===== Text section
Information

Scottish Health Survey 2014 - volume 1: main report

Presents results for the Scottish Health Survey 2014, providing information on the health and factors relating to health of people living in Scotland.

This document is part of a collection


7 RESPIRATORY HEALTH

Hayley Lepps

SUMMARY

Asthma diagnoses and wheezing symptoms

  • In 2014, the reported lifetime prevalence of doctor-diagnosed asthma was 17% for adults aged 16 and over, an increase from 13% in 2003. Prevalence for children aged 0-15 was 11%, a decrease from 16% in 2003.
  • Wheezing in the past 12 months was reported by 18% of adults and 12% of children in 2014, with higher prevalence of wheezing at any point in the past (30% of adults and 22% of children).
  • Wheezing symptoms in adults were significantly associated with the Scottish Index of Multiple Deprivation (SIMD), with prevalence increasing as area deprivation increased. In the least deprived areas, 12% of adults had wheezed in the last 12 months, and 26% had ever wheezed. In the most deprived areas these figures were 26% and 36% respectively.
  • Asthma diagnoses were not associated with deprivation (between 16 and 20% in each deprivation quintile).
  • Smoking status was associated with asthma among women and with wheezing symptoms for both sexes. Asthma prevalence was 33% among women who smoked 20 or more cigarettes a day, compared with 16-17% of never or ex-smokers.
  • Wheezing in the past twelve months was almost four times higher, and ever wheezing was twice as high, in smokers of 20 or more cigarettes a day compared with never or ex-occasional smokers.

Chronic Obstructive Pulmonary Disease (COPD)

  • In 2014, 4% of adults aged 16 and over had doctor-diagnosed COPD. This figure has not changed significantly since 2008.
  • COPD increased markedly with age, from 0-1% in the 16-44 age group, to 10% of those aged 75 and over. COPD prevalence was higher among women than men, particularly so in the 65-74 age group.
  • COPD prevalence was 2% in the two least deprived SIMD quintiles compared with 8% in the most deprived.
==========
Required action 1
In two sentences, what does the respiratory health summary above report?
Required action 2
Resume the respiratory health summary after its final COPD point.
===== Available data
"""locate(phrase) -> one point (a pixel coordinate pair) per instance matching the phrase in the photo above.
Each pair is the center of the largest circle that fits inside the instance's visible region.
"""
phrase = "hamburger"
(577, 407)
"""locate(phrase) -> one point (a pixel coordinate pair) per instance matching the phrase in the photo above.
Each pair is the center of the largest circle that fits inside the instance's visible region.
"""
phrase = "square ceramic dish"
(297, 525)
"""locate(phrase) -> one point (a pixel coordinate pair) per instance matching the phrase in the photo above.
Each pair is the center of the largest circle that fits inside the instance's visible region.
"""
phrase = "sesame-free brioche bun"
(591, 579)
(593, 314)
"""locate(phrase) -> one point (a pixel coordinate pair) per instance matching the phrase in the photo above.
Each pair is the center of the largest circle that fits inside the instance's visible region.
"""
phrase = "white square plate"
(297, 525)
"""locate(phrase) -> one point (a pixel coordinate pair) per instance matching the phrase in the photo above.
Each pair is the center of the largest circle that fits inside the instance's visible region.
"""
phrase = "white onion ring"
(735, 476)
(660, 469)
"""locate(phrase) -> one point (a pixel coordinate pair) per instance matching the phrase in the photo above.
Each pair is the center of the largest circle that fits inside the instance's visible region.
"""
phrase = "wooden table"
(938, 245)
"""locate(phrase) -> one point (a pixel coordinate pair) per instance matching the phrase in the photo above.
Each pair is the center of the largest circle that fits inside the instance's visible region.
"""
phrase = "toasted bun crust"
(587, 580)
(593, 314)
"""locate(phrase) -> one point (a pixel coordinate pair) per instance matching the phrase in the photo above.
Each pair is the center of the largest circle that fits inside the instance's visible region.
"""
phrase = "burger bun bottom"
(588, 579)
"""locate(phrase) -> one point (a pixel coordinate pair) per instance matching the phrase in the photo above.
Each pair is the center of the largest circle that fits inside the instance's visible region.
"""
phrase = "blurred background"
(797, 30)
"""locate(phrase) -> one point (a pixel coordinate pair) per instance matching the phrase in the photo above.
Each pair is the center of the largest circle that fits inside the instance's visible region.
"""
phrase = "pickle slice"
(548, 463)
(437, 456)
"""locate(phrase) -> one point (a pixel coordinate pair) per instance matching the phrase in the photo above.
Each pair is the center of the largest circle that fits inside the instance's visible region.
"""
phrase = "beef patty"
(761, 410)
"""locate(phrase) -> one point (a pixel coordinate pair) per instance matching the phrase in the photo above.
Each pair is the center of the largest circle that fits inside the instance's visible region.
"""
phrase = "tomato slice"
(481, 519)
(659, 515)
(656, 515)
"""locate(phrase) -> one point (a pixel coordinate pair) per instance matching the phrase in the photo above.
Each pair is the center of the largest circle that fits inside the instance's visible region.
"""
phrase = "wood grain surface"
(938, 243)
==========
Task answer 1
In 2014, doctor-diagnosed asthma was reported by 17% of adults (up from 13% in 2003) and 11% of children (down from 16%), and adult wheezing rose with area deprivation and was linked to smoking, while asthma diagnoses were not associated with deprivation. Doctor-diagnosed COPD affected 4% of adults, a figure not significantly changed since 2008, and it increased markedly with age and was more common among women and in the most deprived areas.

Task answer 2
  • Just 1% of never or ex-occasional smokers reported COPD. This rose to 8% in men, and 17% in women, who smoked 20 or more cigarettes a day.
  • In 2012/2013/2014, 69% of adults with COPD said they had received treatment or advice for their condition (67% of men, 71% of women).
  • The most commonly reported treatments / advice were: medication (66%), check-ups (59%), immunisations (34%) and stop-smoking advice (21%).

Phlegm and breathlessness

  • In 2012/2014, 10% of adults aged 16 and over reported phlegm production on most days (for at least three months a year), and 23% reported breathlessness either when hurrying or going uphill, or when walking on level ground (a more severe form of symptoms). These figures have not changed significantly since 2003.
  • As previously reported, phlegm production was more common in men than women while the reverse was true for breathlessness. Both sets of symptoms increased with age.
  • Men's phlegm production has declined since 2003, but with no recent significant changes, while the trend for women has been stable since 2003.
  • Phlegm production increased with deprivation, from 6% in the least deprived areas to 16% in the most. The equivalent figures for breathlessness were 14% and 35%, respectively.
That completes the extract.